▸ **Text shown**
Re: [PATCH] rs6000: Stackoverflow in optimized code on PPC (PR100799)

2024-03-22 Thread Ajit Agarwal
Hello Jakub:

Addressed the below comments and sent version 1 of the patch
for review.

Thanks & Regards
Ajit

On 22/03/24 1:15 pm, Jakub Jelinek wrote:
> On Fri, Mar 22, 2024 at 01:00:21PM +0530, Ajit Agarwal wrote:
>> When using FlexiBLAS with OpenBLAS we noticed corruption of
>> the parameters passed to OpenBLAS functions. FlexiBLAS
>> basically provides a BLAS interface where each function
>> is a stub that forwards the arguments to a real BLAS lib,
>> like OpenBLAS.
>>
>> Fixes the corruption of caller frame checking number of
>> arguments is less than equal to GP_ARG_NUM_REG (8)
>> excluding hidden unused DECLS.
> 
> Thanks for working on this.
> 
>> 2024-03-22  Ajit Kumar Agarwal  
>>
>> gcc/ChangeLog:
>>
>> PR rtk-optimization/100799
>> * config/rs600/rs600-calls.cc (rs6000_function_arg): Don't
> 
> These 2 lines are 8 space indented rather than tab.
> 
>>  generate parameter save area if number of arguments passed
>>  less than equal to GP_ARG_NUM_REG (8) excluding hidden
>>  paramter.
>>  * function.cc (assign_parms_initialize_all): Check for hidden
>>  parameter in fortran code and set the flag hidden_string_length
>>  and actual paramter passed excluding hidden unused DECLS.
> 
> s/paramter/parameter/
> 
>>  * function.h: Add new field hidden_string_length and
>>  actual_parm_length in function structure.
> 
> Why do you need to change generic code for something that will only be
> used by a single target?
> I mean, why don't you add the extra members in rs6000.h (struct rs6000_args)
> and initialize them in rs6000-call.cc (init_cumulative_args) -
> the function.cc function you've modified is the only one which uses
> INIT_CUMULATIVE_INCOMING_ARGS and in that case init_cumulative_args is
> called with incoming == true, so move the stuff from function.cc there.
> 
>> --- a/gcc/config/rs6000/rs6000-call.cc
>> +++ b/gcc/config/rs6000/rs6000-call.cc
>> @@ -1857,7 +1857,16 @@ rs6000_function_arg (cumulative_args_t cum_v, const 
>> function_arg_info )
>>  
>>return rs6000_finish_function_arg (mode, rvec, k);
>>  }
>> -  else if (align_words < GP_ARG_NUM_REG)
>> + /* Workaround buggy C/C++ wrappers around Fortran routines with
>> +character(len=constant) arguments if the hidden string length arguments
>> +are passed on the stack; if the callers forget to pass those arguments,
>> +attempting to tail call in such routines leads to stack corruption.

▸ **Dataset excerpt**
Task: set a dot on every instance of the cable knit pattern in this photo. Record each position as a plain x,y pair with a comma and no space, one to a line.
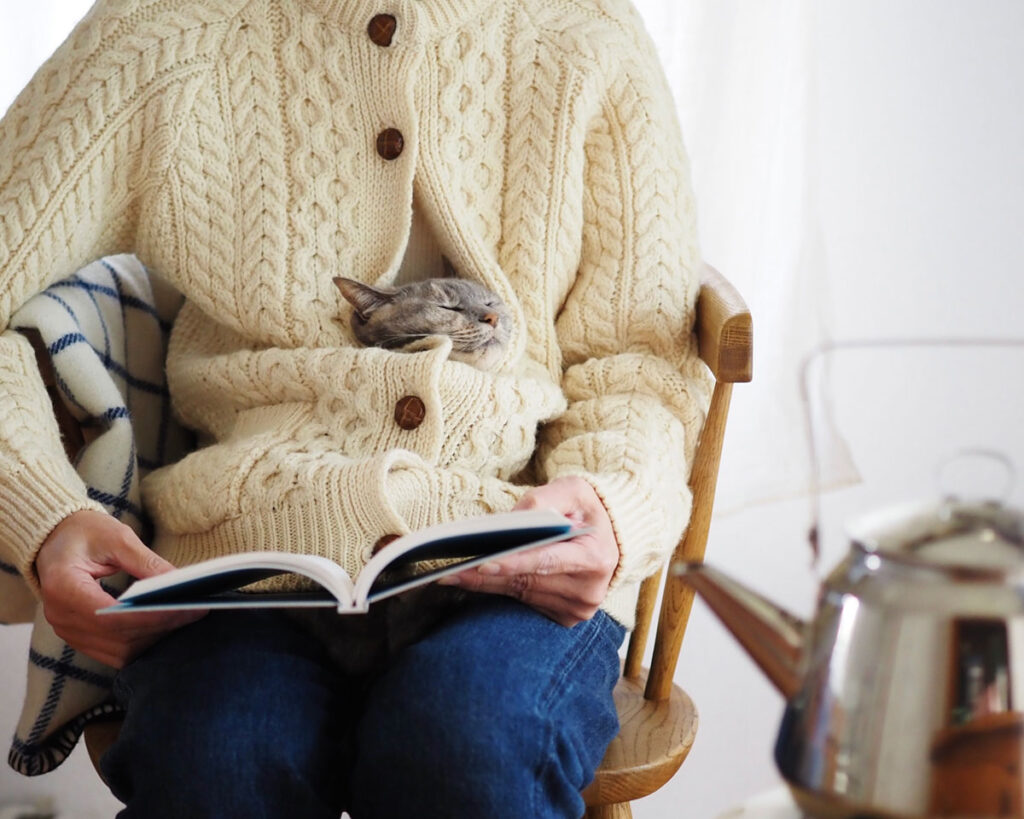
232,145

▸ **Complete the following**
(a) In the patch review thread, rewrite everything from "On 22/03/24 1:15" down to "is less than equal to GP_ARG_NUM_REG (8)", with "OpenBLAS" changed to "BLIS".
(b) List every lowercase function name that appears in the patch review thread.

▸ **Answers**
(a)
On 22/03/24 1:15 pm, Jakub Jelinek wrote:
> On Fri, Mar 22, 2024 at 01:00:21PM +0530, Ajit Agarwal wrote:
>> When using FlexiBLAS with BLIS we noticed corruption of
>> the parameters passed to BLIS functions. FlexiBLAS
>> basically provides a BLAS interface where each function
>> is a stub that forwards the arguments to a real BLAS lib,
>> like BLIS.
>>
>> Fixes the corruption of caller frame checking number of
>> arguments is less than equal to GP_ARG_NUM_REG (8)

(b)
rs6000_function_arg
assign_parms_initialize_all
init_cumulative_args
rs6000_finish_function_arg